But every single day she is being politicized in a thousand small ways by the actions of her government and its agencies, true islamic groups are about her with there leaflets and meetings, but this is not what motivates her to become increasingly political. The key to understanding her radicalization is the way governmental policies impact’s directly and indirectly upon her life. Like countless people before her when combating an oppressive government, which has a foreign policy that can only be described as wicked, she slowly comes to believe that only violence will awaken the British people from their thoughtless stupor as far as the suffering of muslims is concerned.
The way Nasima manipulates the racial prejudices that exist within the British Muslim communities is extremely clever and heartless; and when this occurs we understand that before our eyes and without noticing it Nasima has become a committed and able soldier of extreme political islamism. From that moment she is doomed on this earth as to are those she will take with her on her final journey, for nothing is going to stop her mission, not even the death of her beloved brother. Such commitment is both admirable and terrifying and also such a heartbreaking waste of young lives. For this type of outrage amongst others we must thank Bush and Blair and all those parliamentarians who voted for the invasion of Iraq.
At the end of the film Nasima having carried out her bloody task, comes back from the dead as we watch a clip of her last will and testament. It is obviously based on the video the leader of the 7/7 bombing Muhammad Sidique Khan willed to the Al Jazeera TV station and which was broadcast around the world. Whilst many of the critics disagree I found the ending of Britz very powerful. Not least because as with the Muhammad Sidique Khan video, it portrayed the suicide bomber at the end of their short life not as a young British muslim, but an international soldier engaged in what they perceive to be a war against muslim oppression and as we are reminded time and again when yet another suicide blast occurs, this is not a profession which allows for even a smidgin of sentiment.
Some may not like me saying this but it was the type of statement that Irish Republican Maireed Farrell* might have left behind had she had the opportunity and there is a lesson here for us all, but especially those who govern the UK State. People like Maireed Farrell and the actual Nasima’s will never by brutalized into oblivion, for the reason they had/have taken up arms is because they have real grievances against the UK State and believe there is no democratic avenue available to address these injustices. What fair minded person can doubt that these anti-terror laws etc are targeted against all British muslims, just as their forerunners were directed against all Irish people. The invasion of Iraq and the continuos oppression of the Palestinians is wickedness incarnate which must be addressed. For if you couple these oppressive laws with the UK governments disastrous foreign policy you have a recipe for the making of hundreds of Muhammad Sidique Khan’s and that is in none of our interest, what ever our religious beliefs.**
* PIRA volunteer shot dead by SAS in Gibraltar.

__Work item 1__. Arrange the entries as a numbered list, leaving out blank lines, from the first line of the entries up to and including the line with "box: [234, 223, 254, 234]".

__Supplied material__.
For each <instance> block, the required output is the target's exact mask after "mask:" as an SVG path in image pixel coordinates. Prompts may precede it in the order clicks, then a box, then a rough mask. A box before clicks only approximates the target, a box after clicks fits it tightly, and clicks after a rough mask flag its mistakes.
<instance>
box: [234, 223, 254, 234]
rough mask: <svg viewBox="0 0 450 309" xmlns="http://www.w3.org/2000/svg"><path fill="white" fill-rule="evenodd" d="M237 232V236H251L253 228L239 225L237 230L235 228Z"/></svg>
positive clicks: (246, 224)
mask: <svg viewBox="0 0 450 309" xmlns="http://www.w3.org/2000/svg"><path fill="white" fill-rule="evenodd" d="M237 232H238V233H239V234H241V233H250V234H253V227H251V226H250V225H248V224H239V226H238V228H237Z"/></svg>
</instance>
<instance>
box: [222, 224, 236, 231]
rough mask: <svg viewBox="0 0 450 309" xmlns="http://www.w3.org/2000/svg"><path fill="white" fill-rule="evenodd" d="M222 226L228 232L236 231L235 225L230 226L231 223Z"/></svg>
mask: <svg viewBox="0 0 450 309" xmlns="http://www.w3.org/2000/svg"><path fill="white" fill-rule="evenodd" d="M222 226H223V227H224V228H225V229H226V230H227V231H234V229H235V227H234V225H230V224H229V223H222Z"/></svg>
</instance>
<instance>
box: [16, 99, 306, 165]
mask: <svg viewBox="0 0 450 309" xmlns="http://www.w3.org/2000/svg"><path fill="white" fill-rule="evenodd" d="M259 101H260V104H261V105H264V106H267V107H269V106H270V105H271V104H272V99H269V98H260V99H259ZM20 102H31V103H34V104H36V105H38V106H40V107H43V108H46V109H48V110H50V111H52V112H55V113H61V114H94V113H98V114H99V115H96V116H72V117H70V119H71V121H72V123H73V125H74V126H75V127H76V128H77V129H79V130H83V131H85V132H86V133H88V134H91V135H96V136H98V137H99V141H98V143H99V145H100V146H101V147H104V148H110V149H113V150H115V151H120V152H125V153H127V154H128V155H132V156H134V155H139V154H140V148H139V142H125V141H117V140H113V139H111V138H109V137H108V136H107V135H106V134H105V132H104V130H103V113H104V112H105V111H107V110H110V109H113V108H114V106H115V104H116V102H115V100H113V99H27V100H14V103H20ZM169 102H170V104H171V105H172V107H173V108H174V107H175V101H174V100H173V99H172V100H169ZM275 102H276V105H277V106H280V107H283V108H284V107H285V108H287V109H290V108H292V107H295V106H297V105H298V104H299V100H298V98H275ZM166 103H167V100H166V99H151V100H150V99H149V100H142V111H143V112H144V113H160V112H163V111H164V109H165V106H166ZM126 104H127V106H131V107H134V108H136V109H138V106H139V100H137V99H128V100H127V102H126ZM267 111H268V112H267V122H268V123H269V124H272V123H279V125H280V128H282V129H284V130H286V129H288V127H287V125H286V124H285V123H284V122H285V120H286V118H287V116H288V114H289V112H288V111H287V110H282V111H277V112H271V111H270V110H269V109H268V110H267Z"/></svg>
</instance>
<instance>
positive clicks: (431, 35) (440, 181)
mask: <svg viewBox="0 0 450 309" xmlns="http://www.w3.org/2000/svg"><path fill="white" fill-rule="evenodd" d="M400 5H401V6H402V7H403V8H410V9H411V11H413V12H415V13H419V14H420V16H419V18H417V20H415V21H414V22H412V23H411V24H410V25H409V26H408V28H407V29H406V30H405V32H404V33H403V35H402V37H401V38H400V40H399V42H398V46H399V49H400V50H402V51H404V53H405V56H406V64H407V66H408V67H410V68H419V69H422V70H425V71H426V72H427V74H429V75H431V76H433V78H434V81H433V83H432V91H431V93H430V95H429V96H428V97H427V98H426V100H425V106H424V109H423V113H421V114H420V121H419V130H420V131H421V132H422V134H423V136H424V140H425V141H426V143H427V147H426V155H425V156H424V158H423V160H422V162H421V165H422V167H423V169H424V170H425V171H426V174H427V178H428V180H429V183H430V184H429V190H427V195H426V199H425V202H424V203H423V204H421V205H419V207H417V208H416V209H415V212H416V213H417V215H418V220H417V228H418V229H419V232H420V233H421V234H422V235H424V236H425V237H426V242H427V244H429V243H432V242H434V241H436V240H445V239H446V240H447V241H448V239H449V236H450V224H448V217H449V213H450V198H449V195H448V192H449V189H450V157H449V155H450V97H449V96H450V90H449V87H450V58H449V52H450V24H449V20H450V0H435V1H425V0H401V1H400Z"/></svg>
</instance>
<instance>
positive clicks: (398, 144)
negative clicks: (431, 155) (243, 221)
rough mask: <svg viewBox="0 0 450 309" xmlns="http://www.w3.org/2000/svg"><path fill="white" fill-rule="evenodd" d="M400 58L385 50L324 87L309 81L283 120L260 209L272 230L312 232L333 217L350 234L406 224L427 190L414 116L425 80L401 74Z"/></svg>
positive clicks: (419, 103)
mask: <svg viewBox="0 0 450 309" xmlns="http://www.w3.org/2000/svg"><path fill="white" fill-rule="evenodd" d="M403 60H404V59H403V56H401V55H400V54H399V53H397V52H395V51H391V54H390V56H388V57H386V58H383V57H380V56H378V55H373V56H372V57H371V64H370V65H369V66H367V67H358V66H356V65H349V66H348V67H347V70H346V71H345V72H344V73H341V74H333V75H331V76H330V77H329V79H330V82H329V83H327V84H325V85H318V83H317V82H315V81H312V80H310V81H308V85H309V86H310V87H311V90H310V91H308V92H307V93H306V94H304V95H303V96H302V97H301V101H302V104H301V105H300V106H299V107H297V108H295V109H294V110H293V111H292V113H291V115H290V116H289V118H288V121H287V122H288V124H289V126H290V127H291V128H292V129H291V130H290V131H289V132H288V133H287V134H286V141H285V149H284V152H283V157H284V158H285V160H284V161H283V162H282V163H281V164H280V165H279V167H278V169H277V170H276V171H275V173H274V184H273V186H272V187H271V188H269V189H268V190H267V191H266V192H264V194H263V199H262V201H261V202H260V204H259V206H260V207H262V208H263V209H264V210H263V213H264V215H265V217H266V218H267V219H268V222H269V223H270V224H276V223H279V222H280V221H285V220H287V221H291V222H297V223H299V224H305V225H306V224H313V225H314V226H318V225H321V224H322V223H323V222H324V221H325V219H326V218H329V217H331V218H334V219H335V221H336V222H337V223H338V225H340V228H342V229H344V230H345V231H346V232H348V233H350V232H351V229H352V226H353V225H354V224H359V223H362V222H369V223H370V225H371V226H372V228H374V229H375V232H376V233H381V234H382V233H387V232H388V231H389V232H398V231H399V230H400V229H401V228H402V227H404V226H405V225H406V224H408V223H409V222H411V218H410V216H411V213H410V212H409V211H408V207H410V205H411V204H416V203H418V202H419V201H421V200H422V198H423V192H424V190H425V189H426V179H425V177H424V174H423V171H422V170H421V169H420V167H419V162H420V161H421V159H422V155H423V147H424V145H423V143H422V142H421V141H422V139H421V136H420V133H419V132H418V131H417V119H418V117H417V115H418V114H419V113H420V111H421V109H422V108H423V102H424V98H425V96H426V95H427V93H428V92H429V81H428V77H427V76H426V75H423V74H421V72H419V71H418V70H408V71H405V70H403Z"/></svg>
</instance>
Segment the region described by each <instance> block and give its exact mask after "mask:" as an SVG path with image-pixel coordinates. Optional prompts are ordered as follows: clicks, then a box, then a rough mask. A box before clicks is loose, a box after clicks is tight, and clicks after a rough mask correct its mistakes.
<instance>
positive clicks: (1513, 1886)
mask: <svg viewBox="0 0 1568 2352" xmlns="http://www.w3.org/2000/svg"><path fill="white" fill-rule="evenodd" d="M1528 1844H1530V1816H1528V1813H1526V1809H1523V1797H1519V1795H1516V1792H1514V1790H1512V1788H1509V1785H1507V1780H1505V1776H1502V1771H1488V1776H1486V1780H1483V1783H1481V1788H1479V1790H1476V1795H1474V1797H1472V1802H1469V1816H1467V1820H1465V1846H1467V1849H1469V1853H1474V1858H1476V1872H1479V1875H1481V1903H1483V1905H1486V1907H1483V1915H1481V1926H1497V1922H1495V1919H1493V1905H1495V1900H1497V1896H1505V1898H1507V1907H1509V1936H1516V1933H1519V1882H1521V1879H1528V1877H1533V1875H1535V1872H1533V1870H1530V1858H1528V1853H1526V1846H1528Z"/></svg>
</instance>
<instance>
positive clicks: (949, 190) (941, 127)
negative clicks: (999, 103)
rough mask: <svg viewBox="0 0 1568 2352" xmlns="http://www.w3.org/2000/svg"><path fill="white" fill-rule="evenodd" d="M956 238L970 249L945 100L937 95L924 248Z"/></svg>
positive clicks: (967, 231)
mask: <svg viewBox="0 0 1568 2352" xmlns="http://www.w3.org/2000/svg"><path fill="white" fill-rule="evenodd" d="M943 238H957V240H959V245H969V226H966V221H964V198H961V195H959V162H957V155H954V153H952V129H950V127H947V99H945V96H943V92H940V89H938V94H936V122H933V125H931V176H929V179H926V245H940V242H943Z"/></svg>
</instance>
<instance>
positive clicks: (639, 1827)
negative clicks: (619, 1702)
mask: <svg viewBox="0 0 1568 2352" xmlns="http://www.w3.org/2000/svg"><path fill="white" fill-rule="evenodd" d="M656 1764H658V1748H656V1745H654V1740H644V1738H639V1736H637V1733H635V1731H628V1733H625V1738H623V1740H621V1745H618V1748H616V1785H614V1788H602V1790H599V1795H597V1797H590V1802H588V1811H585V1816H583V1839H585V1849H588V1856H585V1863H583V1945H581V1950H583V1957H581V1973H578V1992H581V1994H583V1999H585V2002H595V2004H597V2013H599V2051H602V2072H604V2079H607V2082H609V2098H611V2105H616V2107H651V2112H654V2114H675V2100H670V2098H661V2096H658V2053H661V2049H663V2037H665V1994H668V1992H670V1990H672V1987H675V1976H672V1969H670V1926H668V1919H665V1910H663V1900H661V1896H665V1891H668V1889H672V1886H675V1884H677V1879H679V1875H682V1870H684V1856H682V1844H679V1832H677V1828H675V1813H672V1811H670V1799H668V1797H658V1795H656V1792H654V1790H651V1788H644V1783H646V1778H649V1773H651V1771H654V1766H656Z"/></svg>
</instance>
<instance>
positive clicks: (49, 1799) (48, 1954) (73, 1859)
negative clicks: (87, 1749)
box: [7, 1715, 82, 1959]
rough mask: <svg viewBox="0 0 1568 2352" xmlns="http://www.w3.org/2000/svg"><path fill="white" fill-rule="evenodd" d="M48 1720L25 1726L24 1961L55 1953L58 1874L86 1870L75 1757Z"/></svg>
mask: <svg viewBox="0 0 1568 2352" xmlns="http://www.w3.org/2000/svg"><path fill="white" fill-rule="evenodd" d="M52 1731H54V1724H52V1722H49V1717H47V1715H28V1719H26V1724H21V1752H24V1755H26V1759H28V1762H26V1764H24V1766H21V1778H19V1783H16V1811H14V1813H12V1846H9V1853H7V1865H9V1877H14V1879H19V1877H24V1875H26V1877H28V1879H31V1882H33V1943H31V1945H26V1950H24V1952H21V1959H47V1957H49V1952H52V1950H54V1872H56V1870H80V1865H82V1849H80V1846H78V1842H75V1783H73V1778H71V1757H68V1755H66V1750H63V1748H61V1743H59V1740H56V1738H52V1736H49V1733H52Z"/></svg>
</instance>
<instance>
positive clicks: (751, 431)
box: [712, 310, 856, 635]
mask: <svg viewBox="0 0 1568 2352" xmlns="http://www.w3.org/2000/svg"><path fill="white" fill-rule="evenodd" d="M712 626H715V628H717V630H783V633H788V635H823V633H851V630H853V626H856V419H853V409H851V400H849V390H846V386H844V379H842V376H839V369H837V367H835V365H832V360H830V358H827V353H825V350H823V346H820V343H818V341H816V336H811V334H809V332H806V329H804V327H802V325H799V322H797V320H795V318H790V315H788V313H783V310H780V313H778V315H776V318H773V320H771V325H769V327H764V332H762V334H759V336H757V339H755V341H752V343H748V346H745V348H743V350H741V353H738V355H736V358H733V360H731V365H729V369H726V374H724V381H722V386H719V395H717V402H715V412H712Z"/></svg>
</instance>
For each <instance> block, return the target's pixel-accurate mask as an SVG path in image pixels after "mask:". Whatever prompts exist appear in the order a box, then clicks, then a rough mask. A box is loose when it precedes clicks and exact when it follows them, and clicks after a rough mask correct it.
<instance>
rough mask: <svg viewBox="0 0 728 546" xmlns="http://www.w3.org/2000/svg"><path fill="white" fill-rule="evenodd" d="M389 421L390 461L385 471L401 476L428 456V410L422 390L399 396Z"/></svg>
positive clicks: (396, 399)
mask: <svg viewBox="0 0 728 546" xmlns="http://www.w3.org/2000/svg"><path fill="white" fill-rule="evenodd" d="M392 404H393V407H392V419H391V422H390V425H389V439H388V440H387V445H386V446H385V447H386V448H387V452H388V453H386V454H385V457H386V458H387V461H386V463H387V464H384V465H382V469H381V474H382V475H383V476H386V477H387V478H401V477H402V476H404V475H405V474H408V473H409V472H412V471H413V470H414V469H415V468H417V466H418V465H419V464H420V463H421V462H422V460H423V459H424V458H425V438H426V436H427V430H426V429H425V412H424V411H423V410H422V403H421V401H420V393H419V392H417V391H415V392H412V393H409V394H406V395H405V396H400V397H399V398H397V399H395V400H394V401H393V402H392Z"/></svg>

__Work item 2__. According to the film review, which TV station received the video left by Muhammad Sidique Khan?

__Final answer 1__.
1. For each <instance> block, the required output is the target's exact mask after "mask:" as an SVG path in image pixel coordinates. Prompts may precede it in the order clicks, then a box, then a rough mask. A box before clicks only approximates the target, a box after clicks fits it tightly, and clicks after a rough mask flag its mistakes.
2. <instance>
3. box: [234, 223, 254, 234]

__Final answer 2__. Al Jazeera